*** Block opens ***

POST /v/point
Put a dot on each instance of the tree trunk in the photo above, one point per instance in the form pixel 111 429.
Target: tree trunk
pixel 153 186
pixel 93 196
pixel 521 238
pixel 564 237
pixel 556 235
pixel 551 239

*** Block closes ***

→ WHAT TO PRODUCE
Start at the line containing "Put a dot on". Repeat it and each line after it, word for word, to the end of the records.

→ EXERCISE OUTPUT
Put a dot on each instance of the tree trunk in the photo above, one point per instance in the form pixel 111 429.
Target: tree trunk
pixel 153 186
pixel 93 196
pixel 521 238
pixel 564 237
pixel 556 235
pixel 551 239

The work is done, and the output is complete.